__Goal__:
Skip the pictures. Repeat everything else in the records word for word.

╔══

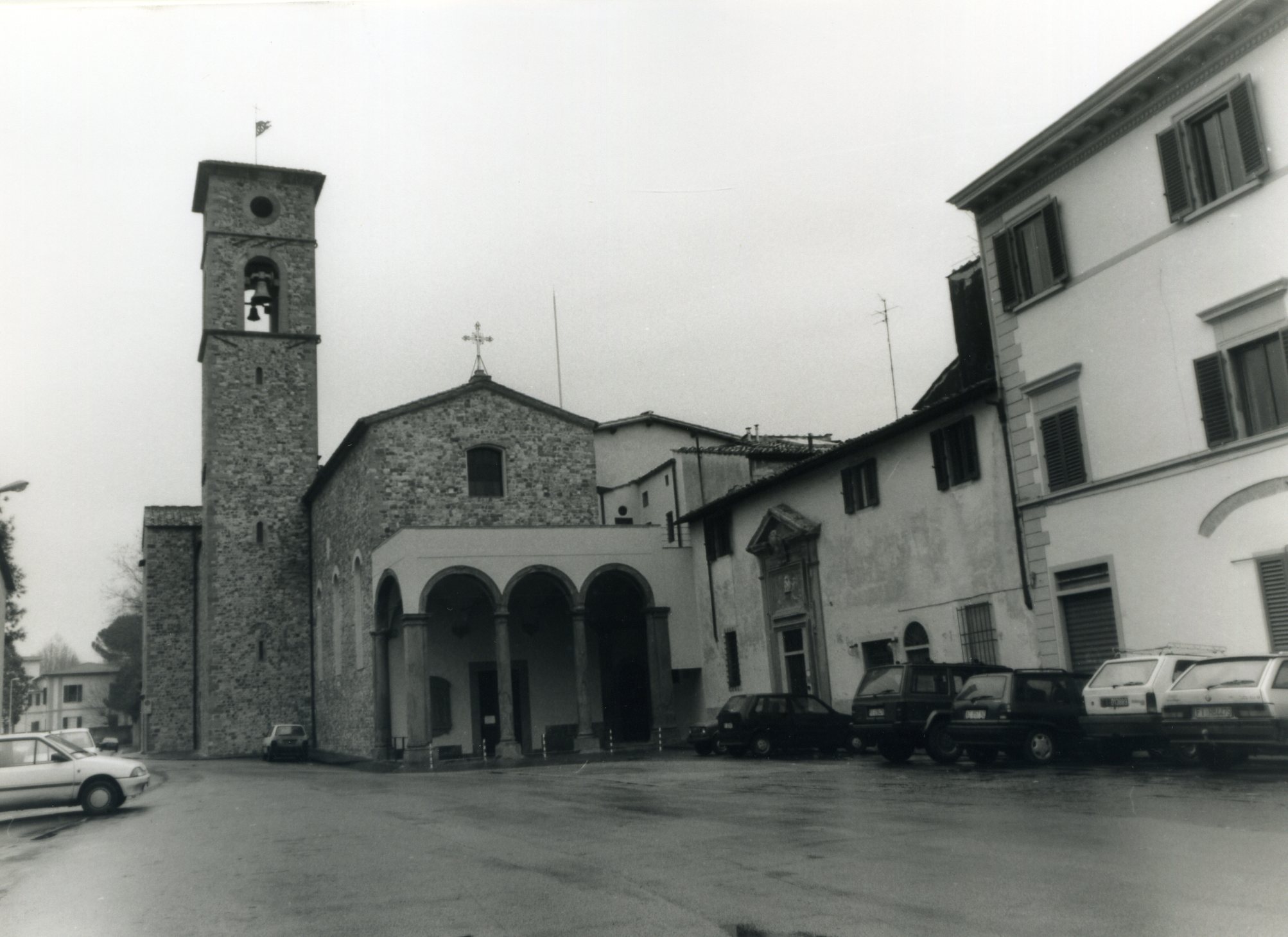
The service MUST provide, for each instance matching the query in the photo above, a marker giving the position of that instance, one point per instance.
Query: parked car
(1122, 700)
(768, 721)
(903, 707)
(286, 739)
(1230, 709)
(1031, 714)
(42, 770)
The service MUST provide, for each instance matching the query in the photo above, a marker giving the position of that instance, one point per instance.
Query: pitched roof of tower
(478, 383)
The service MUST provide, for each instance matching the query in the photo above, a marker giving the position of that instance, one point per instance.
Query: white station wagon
(40, 770)
(1230, 709)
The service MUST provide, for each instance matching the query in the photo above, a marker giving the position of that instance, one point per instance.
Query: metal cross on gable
(478, 339)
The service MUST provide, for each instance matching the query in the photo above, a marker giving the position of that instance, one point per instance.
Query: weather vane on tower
(478, 339)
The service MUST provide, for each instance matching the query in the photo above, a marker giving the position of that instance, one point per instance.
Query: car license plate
(1212, 712)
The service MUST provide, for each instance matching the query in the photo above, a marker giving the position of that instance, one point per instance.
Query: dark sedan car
(765, 723)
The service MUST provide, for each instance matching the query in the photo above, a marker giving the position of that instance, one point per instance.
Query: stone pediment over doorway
(781, 527)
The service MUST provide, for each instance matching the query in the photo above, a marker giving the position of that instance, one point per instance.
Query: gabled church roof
(477, 384)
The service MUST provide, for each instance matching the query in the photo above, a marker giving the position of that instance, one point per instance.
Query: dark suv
(905, 707)
(767, 721)
(1031, 714)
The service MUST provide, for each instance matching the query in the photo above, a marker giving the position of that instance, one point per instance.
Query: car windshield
(1124, 673)
(880, 680)
(984, 686)
(1212, 673)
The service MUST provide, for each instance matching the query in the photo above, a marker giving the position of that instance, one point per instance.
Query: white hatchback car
(1230, 709)
(40, 770)
(1122, 698)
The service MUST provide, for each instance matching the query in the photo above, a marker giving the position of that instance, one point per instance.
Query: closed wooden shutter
(1274, 592)
(1005, 270)
(1176, 187)
(1092, 628)
(1214, 399)
(1061, 449)
(1055, 243)
(1252, 148)
(941, 453)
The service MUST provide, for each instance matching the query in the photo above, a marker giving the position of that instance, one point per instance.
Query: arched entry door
(616, 615)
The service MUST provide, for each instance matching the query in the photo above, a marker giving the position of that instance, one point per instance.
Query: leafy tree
(17, 685)
(121, 644)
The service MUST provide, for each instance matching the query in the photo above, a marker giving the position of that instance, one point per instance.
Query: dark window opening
(955, 453)
(733, 671)
(485, 467)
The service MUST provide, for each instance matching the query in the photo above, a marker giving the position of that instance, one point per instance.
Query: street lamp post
(4, 635)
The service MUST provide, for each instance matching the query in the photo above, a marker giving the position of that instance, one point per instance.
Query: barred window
(979, 637)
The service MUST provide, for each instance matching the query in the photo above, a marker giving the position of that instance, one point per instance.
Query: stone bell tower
(259, 452)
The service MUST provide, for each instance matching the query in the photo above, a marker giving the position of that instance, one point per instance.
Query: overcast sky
(719, 193)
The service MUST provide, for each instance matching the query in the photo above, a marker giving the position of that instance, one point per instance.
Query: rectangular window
(1061, 449)
(1211, 151)
(718, 533)
(955, 453)
(733, 672)
(860, 486)
(1243, 390)
(979, 637)
(1029, 255)
(1273, 573)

╚══

__Expected answer__:
The service MUST provide, for each instance matching the query in the photo above, a marker giving the position of that instance, one point per instance.
Query: parked car
(1122, 700)
(768, 721)
(903, 707)
(286, 739)
(1230, 709)
(1031, 714)
(42, 770)
The service MUST provide, for each instance matching the query in the photo above, a marker giving the position of that instance, one point per instance.
Query: pitched roof of tower
(478, 383)
The service MUST provide, for each instance matching the query in the photo above, a marker giving the position of that instance, one point per instance.
Query: white station wagon
(40, 770)
(1230, 709)
The service MUST provide, for each instance matching the query in the photo above, a marker giving the position of that instance, one point per instance.
Query: metal cross on gable
(478, 339)
The service MUST provide, for each instance matching the query in the photo above, a marker giving the position of that instance, one point per instance.
Query: weather vane on tower
(478, 339)
The service MUST provide, for each instance matching the query in the photo above, a marker giving the position of that instance, one point per instance.
Query: car license plate
(1212, 712)
The service MUST provide, for each instance matching the query in the photo above, a marker giving the position of that instance, one point per instance.
Query: dark sedan car
(765, 723)
The service MUST provide, for each instance matching the query in the photo above, a marker giving the position of that instance, one point per instance.
Query: stone pediment over doorway
(781, 527)
The service MUST provide, for each instance matching the query in the photo above, a marker giving the position of that instance, one point per instance.
Query: gabled church roof
(477, 384)
The service MUST provide, for each instance matching the query in the photo above, a marker giving the position of that instance, one point per instance.
Query: dark suv
(905, 707)
(767, 721)
(1031, 714)
The service MUST provide, for each instance matching the query in the photo above, a marker giving the position of that instance, one point per instance.
Query: car windshield
(1124, 673)
(880, 680)
(984, 686)
(1212, 673)
The service MUST provide, for each instance matching the query in the photo above, a marker giving the position of that instance, one point per instance.
Query: white hatchback car
(1230, 709)
(40, 770)
(1122, 698)
The service MUST provide, for each instance matching the query in the photo above, a marker giving the position of that instance, one point per instance.
Query: closed wooden shutter
(1274, 592)
(1005, 270)
(1176, 187)
(1092, 628)
(1214, 399)
(1061, 449)
(1055, 243)
(1252, 148)
(941, 453)
The service MUST provide, for each instance matching the query in the photo above, a marker giving the position of that instance, one point per instance.
Query: arched entry door
(616, 615)
The service MUST provide, for each instance matching the query in the photo above, a marker giving the position of that instance, one point per instance.
Query: leafy tree
(17, 685)
(121, 644)
The service MUST provide, for each instance matching the query in the photo above, a marker giving the position of that instance, one point per instance.
Query: dark window opening
(955, 453)
(733, 671)
(485, 467)
The service MUST provide, for each instance matching the query in the photo above, a marker giving the position of that instance, one point per instance.
Query: street lamp post
(4, 635)
The service MUST provide, for each instance matching the query in the photo above, a marker giving the position of that instance, one point per instance.
Query: barred window
(979, 637)
The service MUST provide, for each instance matching the query in the photo above, a marker giving the position of that instance, one point per instance.
Query: stone bell tower
(259, 452)
The service MUST provide, for each instance matching the query in the photo above, a marker giving the position of that instance, one point per instance.
Query: overcast sky
(719, 193)
The service MUST provide, for each instance matching the query in the photo above, a marker giving the position of that instance, one point per instance.
Query: rectangular window
(1061, 449)
(1211, 151)
(718, 533)
(955, 453)
(733, 672)
(860, 486)
(1243, 390)
(979, 637)
(1029, 255)
(1273, 573)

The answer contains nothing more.